Task details: Render the lines of the listing below as a Markdown table with the columns "Row" and "Content", beginning at the line containing "Return one point per instance of the goal" and continuing through the final line of the listing. Leave out any blank lines, and include no other lines.

━━━━━ Record extracts

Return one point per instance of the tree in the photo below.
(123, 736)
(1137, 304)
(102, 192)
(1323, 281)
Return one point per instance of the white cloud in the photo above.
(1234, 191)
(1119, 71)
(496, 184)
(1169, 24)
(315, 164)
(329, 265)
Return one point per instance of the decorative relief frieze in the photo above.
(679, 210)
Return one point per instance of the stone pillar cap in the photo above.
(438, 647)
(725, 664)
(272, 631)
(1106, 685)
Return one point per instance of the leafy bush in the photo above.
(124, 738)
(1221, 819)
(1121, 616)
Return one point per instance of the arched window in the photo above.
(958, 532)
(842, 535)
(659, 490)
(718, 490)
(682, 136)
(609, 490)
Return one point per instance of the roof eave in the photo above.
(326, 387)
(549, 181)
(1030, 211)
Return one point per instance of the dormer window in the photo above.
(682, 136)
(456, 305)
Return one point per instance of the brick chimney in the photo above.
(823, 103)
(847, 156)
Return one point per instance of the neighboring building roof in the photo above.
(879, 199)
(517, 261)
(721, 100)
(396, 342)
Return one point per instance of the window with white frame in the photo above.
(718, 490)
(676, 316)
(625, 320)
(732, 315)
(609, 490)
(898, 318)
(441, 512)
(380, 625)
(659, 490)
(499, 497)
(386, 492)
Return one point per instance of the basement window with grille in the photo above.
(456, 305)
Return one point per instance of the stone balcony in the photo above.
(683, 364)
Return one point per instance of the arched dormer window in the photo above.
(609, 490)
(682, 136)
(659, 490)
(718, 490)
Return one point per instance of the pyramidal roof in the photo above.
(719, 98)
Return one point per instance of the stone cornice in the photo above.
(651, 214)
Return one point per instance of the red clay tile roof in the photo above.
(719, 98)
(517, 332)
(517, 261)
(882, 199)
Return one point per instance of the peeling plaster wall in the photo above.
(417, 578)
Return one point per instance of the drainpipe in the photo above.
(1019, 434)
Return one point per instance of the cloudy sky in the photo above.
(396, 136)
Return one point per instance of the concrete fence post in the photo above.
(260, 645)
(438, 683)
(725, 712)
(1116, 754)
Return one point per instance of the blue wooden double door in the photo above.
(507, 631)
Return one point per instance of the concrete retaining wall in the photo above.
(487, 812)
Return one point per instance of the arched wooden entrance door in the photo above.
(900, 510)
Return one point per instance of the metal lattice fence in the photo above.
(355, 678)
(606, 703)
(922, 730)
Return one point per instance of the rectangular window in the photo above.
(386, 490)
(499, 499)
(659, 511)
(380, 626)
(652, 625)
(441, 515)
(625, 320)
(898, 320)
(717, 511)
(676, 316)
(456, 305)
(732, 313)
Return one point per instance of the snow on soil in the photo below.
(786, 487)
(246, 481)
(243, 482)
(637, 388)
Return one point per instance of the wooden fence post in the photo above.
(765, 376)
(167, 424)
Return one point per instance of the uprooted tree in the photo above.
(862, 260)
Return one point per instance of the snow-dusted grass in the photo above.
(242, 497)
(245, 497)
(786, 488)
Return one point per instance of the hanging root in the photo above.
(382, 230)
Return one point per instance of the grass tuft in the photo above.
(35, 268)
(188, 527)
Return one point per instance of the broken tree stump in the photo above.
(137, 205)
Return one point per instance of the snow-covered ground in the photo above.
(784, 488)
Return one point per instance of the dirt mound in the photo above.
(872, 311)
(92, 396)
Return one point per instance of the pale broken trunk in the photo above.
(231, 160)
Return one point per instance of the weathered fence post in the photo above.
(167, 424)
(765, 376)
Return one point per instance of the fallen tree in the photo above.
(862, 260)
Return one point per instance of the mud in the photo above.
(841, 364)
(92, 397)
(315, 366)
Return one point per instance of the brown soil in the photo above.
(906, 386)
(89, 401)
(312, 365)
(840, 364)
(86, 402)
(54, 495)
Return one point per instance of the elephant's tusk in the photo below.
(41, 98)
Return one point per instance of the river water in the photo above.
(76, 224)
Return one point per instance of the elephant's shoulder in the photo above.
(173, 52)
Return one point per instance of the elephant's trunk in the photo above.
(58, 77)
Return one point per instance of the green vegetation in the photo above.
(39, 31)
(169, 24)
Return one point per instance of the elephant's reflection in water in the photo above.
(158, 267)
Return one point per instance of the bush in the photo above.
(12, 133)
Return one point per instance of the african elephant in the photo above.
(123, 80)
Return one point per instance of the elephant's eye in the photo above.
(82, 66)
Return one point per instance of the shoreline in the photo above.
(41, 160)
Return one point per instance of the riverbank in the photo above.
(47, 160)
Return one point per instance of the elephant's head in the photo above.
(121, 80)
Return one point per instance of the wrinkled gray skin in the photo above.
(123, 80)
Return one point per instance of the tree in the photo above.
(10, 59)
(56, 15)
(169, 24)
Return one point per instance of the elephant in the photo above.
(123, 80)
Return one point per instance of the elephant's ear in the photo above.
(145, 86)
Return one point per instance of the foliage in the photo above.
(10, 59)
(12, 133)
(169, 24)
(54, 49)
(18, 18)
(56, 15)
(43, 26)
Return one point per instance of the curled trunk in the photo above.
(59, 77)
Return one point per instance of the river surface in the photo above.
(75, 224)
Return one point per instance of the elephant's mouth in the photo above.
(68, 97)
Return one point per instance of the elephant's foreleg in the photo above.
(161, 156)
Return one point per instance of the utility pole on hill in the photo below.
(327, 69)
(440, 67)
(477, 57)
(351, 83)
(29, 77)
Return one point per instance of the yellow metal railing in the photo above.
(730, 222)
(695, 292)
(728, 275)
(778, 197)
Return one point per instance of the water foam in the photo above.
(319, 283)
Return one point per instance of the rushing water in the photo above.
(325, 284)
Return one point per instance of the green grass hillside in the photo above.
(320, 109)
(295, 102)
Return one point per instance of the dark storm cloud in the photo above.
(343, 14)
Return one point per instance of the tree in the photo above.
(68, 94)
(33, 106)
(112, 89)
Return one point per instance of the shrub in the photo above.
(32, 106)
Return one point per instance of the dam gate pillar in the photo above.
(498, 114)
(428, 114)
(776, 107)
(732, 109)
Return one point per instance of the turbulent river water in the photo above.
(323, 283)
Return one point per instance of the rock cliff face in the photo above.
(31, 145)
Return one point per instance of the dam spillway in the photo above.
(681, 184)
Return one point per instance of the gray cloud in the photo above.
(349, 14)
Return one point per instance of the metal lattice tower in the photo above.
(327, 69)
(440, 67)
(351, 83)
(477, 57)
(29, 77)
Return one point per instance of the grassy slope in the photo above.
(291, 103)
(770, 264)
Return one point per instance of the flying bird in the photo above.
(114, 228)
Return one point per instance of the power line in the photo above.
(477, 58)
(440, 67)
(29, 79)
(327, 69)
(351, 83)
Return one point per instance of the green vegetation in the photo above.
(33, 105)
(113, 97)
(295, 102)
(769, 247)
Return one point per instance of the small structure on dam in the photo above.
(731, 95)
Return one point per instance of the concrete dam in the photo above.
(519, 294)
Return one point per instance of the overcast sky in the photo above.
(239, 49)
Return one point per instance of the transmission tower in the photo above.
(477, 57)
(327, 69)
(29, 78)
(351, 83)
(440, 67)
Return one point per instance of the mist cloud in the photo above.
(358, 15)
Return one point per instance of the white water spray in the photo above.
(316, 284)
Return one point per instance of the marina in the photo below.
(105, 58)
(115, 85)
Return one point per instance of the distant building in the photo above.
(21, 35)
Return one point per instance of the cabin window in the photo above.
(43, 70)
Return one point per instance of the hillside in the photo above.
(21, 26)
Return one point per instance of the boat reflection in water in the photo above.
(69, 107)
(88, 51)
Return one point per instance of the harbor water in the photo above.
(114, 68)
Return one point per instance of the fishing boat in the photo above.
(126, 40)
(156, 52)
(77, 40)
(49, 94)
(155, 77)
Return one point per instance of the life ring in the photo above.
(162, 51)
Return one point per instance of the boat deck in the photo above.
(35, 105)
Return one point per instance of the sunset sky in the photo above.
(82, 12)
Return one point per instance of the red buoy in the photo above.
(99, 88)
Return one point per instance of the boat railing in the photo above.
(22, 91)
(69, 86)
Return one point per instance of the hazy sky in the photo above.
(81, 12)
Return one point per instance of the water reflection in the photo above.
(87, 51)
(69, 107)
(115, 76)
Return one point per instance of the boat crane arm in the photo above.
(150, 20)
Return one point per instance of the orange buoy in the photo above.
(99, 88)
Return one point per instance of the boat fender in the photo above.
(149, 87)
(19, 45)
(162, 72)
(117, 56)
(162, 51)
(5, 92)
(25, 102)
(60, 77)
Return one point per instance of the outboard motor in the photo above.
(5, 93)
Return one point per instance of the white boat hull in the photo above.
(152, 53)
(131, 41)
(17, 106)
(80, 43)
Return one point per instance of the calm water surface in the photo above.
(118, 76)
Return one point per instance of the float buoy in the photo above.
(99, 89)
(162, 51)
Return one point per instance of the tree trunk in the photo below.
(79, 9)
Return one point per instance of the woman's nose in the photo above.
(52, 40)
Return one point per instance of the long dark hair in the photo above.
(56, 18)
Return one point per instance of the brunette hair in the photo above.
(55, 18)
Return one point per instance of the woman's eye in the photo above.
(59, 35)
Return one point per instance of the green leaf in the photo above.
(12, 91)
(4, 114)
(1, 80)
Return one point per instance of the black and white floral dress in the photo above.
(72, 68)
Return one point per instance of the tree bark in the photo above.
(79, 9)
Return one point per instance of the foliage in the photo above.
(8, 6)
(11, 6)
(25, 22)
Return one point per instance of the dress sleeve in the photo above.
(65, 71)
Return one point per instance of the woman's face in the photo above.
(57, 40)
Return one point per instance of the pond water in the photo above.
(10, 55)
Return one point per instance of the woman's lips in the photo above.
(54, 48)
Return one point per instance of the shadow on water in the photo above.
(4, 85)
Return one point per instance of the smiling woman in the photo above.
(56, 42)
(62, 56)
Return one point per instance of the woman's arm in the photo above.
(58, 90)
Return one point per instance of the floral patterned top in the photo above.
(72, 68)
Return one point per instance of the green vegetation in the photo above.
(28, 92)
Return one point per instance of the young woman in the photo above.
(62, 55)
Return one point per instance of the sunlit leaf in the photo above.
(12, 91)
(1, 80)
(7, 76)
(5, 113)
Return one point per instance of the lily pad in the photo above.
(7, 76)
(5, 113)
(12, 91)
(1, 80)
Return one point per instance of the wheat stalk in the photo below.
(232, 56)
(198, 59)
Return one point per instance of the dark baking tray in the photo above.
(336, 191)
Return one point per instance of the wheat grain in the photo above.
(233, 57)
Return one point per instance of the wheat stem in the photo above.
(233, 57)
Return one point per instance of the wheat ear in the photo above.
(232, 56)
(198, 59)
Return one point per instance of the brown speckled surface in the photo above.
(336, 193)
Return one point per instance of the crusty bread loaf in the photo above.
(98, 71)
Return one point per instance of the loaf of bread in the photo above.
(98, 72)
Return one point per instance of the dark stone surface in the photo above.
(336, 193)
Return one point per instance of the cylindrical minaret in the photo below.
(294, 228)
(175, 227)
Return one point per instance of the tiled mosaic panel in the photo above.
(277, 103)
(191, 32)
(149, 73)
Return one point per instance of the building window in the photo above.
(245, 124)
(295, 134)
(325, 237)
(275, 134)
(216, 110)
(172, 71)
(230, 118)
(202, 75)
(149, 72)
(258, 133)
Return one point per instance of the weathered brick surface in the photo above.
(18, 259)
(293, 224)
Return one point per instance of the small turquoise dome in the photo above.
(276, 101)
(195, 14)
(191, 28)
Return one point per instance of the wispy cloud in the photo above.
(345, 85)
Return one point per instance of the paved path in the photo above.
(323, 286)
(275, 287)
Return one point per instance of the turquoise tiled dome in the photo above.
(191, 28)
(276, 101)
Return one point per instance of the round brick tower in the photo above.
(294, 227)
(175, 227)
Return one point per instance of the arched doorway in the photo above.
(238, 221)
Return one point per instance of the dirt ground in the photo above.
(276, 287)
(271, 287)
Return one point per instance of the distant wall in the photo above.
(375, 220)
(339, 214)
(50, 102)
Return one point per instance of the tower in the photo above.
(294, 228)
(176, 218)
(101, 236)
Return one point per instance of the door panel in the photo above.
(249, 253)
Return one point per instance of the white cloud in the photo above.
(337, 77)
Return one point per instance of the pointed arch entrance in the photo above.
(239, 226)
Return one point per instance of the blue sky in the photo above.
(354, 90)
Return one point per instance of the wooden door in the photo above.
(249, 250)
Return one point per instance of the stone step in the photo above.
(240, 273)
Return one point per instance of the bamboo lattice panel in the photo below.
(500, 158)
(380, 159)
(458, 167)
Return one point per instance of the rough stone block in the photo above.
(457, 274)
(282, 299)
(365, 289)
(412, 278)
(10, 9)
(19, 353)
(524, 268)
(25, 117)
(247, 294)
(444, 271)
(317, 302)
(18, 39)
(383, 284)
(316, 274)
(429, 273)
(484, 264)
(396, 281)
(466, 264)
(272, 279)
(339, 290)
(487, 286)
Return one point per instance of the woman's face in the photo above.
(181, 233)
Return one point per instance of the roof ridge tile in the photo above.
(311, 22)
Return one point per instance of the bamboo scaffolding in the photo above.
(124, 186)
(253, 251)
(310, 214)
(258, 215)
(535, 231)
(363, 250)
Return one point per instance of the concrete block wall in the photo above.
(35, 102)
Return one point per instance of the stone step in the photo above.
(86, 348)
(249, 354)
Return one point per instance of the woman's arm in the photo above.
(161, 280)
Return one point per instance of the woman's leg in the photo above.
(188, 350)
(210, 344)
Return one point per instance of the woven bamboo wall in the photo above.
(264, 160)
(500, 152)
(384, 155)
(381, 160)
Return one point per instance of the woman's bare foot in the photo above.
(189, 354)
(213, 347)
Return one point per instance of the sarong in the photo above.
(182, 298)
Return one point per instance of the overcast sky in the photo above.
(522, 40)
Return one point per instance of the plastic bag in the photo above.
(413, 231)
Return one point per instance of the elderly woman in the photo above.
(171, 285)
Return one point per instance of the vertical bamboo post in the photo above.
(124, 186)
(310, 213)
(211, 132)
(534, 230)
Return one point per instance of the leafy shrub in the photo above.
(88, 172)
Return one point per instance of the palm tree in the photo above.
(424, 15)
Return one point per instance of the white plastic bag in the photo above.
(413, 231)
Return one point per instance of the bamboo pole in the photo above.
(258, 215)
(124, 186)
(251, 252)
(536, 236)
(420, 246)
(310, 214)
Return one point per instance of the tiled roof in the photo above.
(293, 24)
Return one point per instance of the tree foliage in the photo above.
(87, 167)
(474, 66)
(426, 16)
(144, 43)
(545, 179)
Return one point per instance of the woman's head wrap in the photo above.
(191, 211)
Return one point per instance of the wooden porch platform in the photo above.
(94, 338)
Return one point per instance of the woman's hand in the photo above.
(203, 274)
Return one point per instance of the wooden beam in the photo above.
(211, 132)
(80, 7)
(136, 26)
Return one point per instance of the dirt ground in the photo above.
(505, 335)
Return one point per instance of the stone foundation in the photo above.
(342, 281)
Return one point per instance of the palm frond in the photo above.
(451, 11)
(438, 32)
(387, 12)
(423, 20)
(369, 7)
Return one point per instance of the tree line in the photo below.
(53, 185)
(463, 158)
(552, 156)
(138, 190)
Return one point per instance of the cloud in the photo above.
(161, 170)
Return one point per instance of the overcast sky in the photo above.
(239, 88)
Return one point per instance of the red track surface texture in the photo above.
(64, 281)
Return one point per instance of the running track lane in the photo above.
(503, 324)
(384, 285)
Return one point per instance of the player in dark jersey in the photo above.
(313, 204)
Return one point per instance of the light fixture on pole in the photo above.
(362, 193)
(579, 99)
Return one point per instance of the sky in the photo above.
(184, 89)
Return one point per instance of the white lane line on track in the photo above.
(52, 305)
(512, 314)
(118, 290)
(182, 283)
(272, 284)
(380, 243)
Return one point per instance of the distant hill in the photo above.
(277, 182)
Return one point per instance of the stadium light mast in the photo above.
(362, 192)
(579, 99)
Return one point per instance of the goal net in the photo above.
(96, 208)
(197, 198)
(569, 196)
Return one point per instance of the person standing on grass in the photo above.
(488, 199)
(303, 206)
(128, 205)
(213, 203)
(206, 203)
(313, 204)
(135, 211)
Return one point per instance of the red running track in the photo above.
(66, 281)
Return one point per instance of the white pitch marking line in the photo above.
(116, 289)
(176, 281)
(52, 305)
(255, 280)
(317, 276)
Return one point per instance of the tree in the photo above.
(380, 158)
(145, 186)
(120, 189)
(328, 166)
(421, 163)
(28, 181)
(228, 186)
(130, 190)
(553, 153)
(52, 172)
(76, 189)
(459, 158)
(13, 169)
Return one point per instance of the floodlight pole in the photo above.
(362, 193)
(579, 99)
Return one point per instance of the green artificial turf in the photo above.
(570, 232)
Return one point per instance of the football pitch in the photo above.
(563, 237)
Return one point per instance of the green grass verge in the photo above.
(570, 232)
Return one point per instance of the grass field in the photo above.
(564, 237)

━━━━━━━━━━

Correct output:
| Row | Content |
|---|---|
| 1 | Return one point per instance of the goal net in the photo above. |
| 2 | (96, 208) |
| 3 | (197, 198) |
| 4 | (569, 196) |
| 5 | Return one point per instance of the person standing on grass in the photo above. |
| 6 | (488, 199) |
| 7 | (303, 206) |
| 8 | (128, 205) |
| 9 | (213, 203) |
| 10 | (206, 203) |
| 11 | (313, 204) |
| 12 | (135, 211) |
| 13 | Return one point per instance of the red running track in the photo above. |
| 14 | (66, 281) |
| 15 | Return one point per instance of the white pitch marking line in the photo above. |
| 16 | (116, 289) |
| 17 | (176, 281) |
| 18 | (52, 305) |
| 19 | (255, 280) |
| 20 | (317, 276) |
| 21 | Return one point per instance of the tree in the photo above. |
| 22 | (380, 158) |
| 23 | (145, 186) |
| 24 | (120, 189) |
| 25 | (328, 166) |
| 26 | (421, 163) |
| 27 | (28, 181) |
| 28 | (228, 186) |
| 29 | (130, 190) |
| 30 | (553, 153) |
| 31 | (52, 172) |
| 32 | (76, 189) |
| 33 | (459, 158) |
| 34 | (13, 169) |
| 35 | Return one point per instance of the floodlight pole in the photo above. |
| 36 | (362, 193) |
| 37 | (579, 99) |
| 38 | Return one point per instance of the green artificial turf in the photo above. |
| 39 | (570, 232) |
| 40 | Return one point per instance of the football pitch in the photo above. |
| 41 | (563, 237) |
| 42 | Return one point per instance of the green grass verge in the photo above. |
| 43 | (570, 232) |
| 44 | Return one point per instance of the grass field in the photo above. |
| 45 | (564, 237) |